▸ Exercise instructions:
Retype every line of the records exactly.

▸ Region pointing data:
####################
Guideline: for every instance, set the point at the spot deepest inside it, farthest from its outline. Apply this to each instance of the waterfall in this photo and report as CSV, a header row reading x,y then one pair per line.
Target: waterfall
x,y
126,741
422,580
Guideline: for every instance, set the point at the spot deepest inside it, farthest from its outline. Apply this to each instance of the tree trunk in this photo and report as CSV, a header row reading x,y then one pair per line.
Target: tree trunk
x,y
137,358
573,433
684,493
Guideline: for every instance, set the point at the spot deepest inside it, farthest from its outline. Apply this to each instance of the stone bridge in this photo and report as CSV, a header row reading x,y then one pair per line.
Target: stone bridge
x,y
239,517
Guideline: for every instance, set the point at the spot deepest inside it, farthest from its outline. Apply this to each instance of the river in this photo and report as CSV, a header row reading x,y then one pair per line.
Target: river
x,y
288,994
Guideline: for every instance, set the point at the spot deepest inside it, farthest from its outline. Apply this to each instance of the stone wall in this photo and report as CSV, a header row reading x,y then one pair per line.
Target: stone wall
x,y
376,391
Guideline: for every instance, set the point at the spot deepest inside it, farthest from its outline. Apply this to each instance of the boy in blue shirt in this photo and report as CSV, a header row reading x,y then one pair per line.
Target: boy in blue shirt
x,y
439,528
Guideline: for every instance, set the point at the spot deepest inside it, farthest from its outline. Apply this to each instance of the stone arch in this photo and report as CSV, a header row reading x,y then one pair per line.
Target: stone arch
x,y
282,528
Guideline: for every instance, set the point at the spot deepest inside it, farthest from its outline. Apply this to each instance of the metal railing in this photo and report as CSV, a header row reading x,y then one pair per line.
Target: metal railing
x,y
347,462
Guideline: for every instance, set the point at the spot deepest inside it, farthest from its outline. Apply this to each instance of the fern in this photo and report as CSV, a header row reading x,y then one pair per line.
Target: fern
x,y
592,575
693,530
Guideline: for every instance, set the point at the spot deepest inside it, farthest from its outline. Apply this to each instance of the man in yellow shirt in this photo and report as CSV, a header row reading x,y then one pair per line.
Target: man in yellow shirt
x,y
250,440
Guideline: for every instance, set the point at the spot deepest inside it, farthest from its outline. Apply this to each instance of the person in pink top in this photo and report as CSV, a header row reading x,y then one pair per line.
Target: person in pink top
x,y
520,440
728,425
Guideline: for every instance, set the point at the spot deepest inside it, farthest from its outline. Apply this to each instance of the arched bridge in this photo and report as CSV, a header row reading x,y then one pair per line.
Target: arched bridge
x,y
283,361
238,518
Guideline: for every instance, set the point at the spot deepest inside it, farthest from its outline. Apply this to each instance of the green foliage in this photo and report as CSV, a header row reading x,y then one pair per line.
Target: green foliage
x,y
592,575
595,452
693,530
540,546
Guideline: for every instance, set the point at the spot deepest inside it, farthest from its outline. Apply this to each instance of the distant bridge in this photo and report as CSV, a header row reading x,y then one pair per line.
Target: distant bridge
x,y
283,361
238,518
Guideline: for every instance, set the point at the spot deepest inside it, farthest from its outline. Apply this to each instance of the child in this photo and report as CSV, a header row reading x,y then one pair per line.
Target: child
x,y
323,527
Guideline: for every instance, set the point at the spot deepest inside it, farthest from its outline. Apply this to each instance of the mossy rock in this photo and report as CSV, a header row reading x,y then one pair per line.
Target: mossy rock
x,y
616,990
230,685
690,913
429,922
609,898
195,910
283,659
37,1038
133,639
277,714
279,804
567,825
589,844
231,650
####################
▸ Answer box:
Guideline: for every instance, set the point at the spot deepest inside it, farthest from its outline. Apply this to each instance of the waterfall in this photo and report as CSV, a header row reading x,y then one pair per line.
Target: waterfall
x,y
126,741
422,580
Guideline: for every instance, set the point at the spot deepest inside it, farthest from its outline. Apply this to each instance of the tree trunk in this photo and report as CSV, a header row reading x,y then one pair per line.
Target: tree trunk
x,y
137,358
573,433
684,493
Guideline: for every instance, set the point at the spot deepest inside it, farthest from its outline. Apply this to each instance of the stone bridge in this photo and report as CSV, a header row reading x,y then one pair per line.
Target: stone bridge
x,y
239,517
Guideline: for every instance, set the point at the spot deepest inside it, farthest from its outline. Apply this to each instance of the river in this photo and report as CSV, a header row reading x,y then one pair per line.
Target: river
x,y
288,994
Guideline: for every instance, set the point at the spot deepest inside it, farthest from its outline. Apply this to each instance of the stone wall in this photo and report as CSV, a header row reading x,y then one pair per line.
Target: stone wall
x,y
376,391
Guideline: for every instance, set the point at the spot deepest inside it, farthest from its outline. Apply this to each instance of the boy in blue shirt in this photo and report as CSV, a header row reading x,y then one pair per line.
Target: boy in blue shirt
x,y
439,528
Guideline: for every instance, set the point at the spot deepest inside it, farthest from its outline. Apply this to each instance of the stone arch in this photo and report as CSV, a header row reading x,y then one pair per line.
Target: stone arch
x,y
282,528
Guideline: for every instance, set the point at the spot deepest inside it, farthest from its outline. Apply this to each instance of the metal railing in this photo and report as CSV, a header row reading x,y then one pair per line.
Target: metal railing
x,y
347,462
Guideline: for every instance, set the point at the spot deepest inside it, farthest from its outline. Apply this to each instance of the fern in this photo and report as CSV, a header row reading x,y then one pair per line.
Target: fern
x,y
592,575
693,530
Guideline: for every instance, set the point at the spot deepest inside it, farthest from its outline. Apply this to each instance of the man in yellow shirt in this photo and report as CSV, a header row reading x,y then one pair per line.
Target: man in yellow shirt
x,y
250,440
Guideline: for every instance, set the point at the spot deepest inside it, farthest from its outline. Apply this to each instance of the person in pink top in this photo and report as CSV, a header row reading x,y then one pair per line.
Target: person in pink top
x,y
520,440
728,425
Guideline: for every instance, set the point at the spot deepest inside it, farthest from its outline. Apply this to each instance of the arched bridge in this photo and report as CSV, a header row reading x,y then one pair per line.
Target: arched bridge
x,y
283,361
238,518
Guideline: for every instance, set the point at the spot deepest inside it, farthest from its outline. Apply this to each instance of the green foliage in this photo and report as CSV, a header row reading x,y then one pair per line.
Target: green foliage
x,y
592,575
595,452
693,530
540,546
Guideline: for every instance, set the point at the spot deepest inside it, farthest from its outline. Apply this to each instance of the distant bridge in this photo and report as CSV, a header row reading x,y then one pair per line.
Target: distant bridge
x,y
283,361
238,518
Guideline: for every instance, set the point at the spot deepest inside it, farthest from its outline. Apply this to each instance of the child in this photo and report as CSV, a header row reading x,y then one pair per line.
Target: child
x,y
323,527
Guideline: for every instance, set the point at the spot deepest inside it, farthest from its outline. Apply this to each instance of the mossy rock in this photo and report as CSV, a header row reading x,y then one pair per line.
Target: mossy rock
x,y
616,990
230,685
690,913
429,922
609,898
195,910
283,659
37,1038
133,639
277,714
279,804
567,825
589,844
231,650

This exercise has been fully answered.